> _TASK STATEMENT_: From the entries below, copy every line that contains the word "dark". Match case exactly.

> _INPUT_:
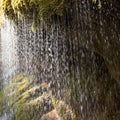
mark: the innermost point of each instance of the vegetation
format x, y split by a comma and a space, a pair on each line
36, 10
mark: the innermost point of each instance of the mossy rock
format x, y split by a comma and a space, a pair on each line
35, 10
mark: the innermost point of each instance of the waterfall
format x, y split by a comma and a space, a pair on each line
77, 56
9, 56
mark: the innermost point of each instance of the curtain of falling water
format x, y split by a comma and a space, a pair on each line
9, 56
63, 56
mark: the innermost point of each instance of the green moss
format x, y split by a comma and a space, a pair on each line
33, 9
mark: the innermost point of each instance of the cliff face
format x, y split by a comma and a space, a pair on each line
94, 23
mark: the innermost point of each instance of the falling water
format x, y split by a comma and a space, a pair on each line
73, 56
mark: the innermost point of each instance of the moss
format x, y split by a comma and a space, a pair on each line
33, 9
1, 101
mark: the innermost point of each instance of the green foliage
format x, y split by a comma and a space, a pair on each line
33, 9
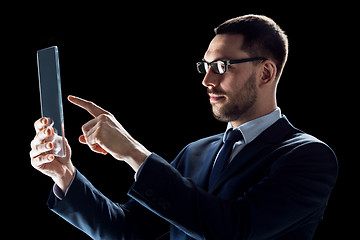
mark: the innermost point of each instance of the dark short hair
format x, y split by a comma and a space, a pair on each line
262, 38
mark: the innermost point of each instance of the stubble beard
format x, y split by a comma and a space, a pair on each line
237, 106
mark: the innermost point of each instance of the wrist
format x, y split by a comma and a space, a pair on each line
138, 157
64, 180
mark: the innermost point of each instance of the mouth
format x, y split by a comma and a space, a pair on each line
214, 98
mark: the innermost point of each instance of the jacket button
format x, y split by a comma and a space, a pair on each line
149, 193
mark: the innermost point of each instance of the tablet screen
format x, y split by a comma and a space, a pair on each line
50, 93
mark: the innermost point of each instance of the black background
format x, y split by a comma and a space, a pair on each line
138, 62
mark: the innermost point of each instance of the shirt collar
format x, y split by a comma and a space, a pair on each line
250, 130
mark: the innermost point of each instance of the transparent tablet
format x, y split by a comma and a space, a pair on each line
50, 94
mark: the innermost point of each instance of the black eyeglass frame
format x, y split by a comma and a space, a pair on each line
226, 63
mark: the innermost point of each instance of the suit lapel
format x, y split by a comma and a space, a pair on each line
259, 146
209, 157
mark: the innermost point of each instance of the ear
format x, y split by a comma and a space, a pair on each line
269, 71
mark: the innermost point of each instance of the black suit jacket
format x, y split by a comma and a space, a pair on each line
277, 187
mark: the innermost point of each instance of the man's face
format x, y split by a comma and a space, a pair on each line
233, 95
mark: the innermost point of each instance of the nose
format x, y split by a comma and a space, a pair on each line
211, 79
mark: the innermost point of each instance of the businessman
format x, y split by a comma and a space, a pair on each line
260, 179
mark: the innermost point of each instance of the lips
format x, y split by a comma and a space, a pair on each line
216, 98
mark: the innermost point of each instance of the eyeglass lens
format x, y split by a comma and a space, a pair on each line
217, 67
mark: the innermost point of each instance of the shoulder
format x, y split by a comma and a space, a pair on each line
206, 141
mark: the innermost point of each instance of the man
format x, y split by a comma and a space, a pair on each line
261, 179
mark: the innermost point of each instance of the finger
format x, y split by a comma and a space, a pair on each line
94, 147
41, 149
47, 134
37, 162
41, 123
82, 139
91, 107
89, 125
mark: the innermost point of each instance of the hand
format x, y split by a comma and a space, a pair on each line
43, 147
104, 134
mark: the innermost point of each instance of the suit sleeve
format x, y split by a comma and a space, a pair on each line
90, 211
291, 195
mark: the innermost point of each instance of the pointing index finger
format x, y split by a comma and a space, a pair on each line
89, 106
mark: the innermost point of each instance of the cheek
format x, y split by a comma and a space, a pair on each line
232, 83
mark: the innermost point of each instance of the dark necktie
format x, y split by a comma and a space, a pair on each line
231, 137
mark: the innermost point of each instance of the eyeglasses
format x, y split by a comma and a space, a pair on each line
--
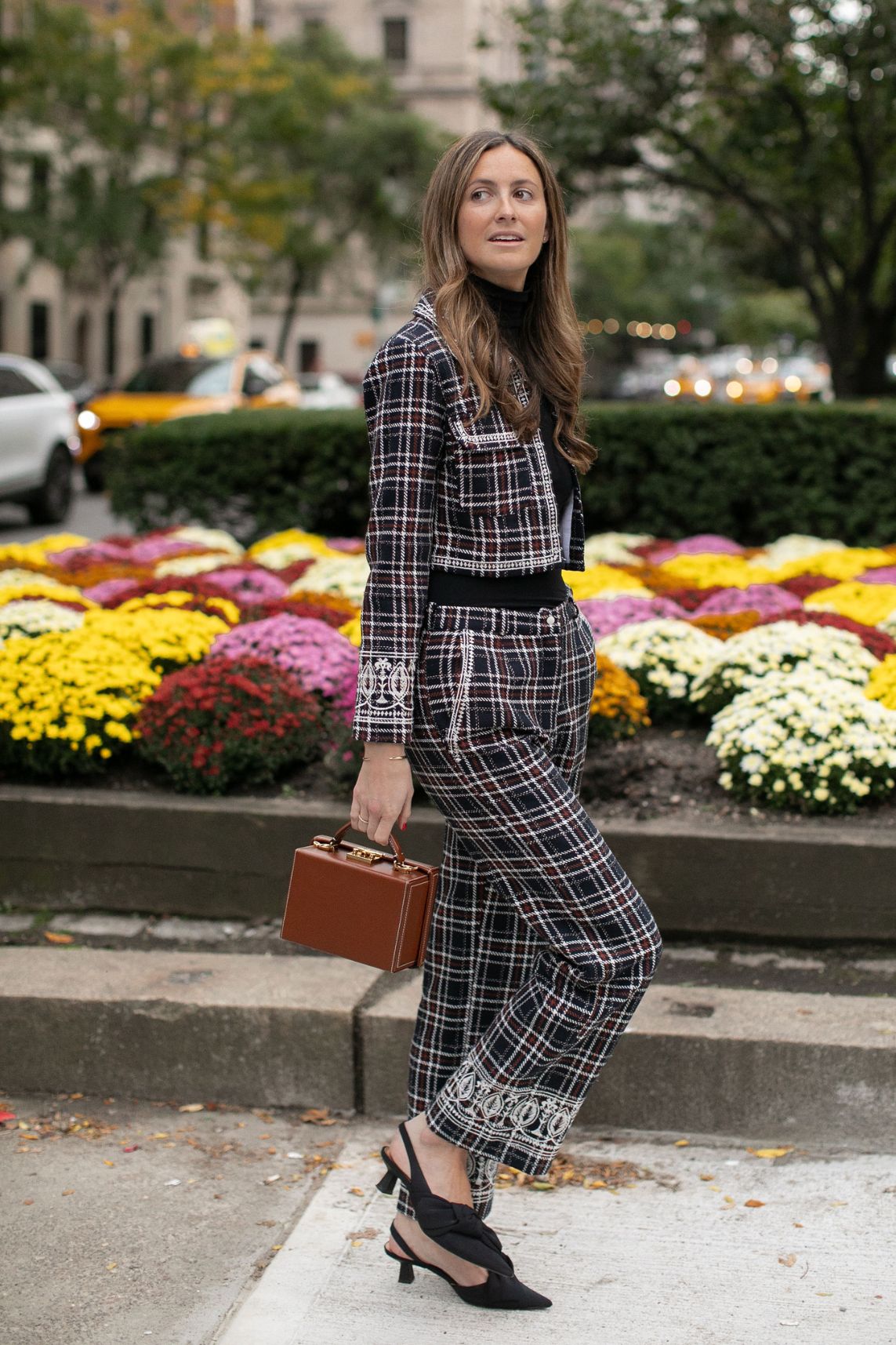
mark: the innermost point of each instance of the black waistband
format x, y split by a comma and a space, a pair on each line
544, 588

> _TASK OUTPUT_:
mark: the innermost point of each instance of the dark short hair
mark: the innermost point of each instance of the dark necktie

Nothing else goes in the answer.